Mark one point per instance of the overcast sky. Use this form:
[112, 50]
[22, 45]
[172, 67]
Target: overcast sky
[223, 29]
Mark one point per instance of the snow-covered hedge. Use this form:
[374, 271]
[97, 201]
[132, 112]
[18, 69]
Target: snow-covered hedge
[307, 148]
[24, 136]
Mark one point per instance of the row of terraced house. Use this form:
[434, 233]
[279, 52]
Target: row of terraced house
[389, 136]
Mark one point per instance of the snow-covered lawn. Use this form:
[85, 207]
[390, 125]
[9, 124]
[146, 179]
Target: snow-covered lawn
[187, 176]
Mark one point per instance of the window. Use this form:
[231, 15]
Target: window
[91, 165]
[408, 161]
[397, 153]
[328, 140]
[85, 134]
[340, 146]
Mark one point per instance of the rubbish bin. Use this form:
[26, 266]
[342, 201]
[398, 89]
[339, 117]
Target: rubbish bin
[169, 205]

_ _ _ _ _

* **TASK DIRECTIONS**: Lines with "Mark": find them in the data and copy each one.

* **WRITTEN ANSWER**:
Mark one point per instance of the overcast sky. Use this form:
Mark one point per instance of the snow-covered hedge. Use this form:
Mark one point per instance of the row of terraced house. Use this form:
Mark one point per instance of the snow-covered lawn. Use this form:
Mark one point per instance of the window. Use this form:
Mark one point per instance of the rubbish bin. Use this form:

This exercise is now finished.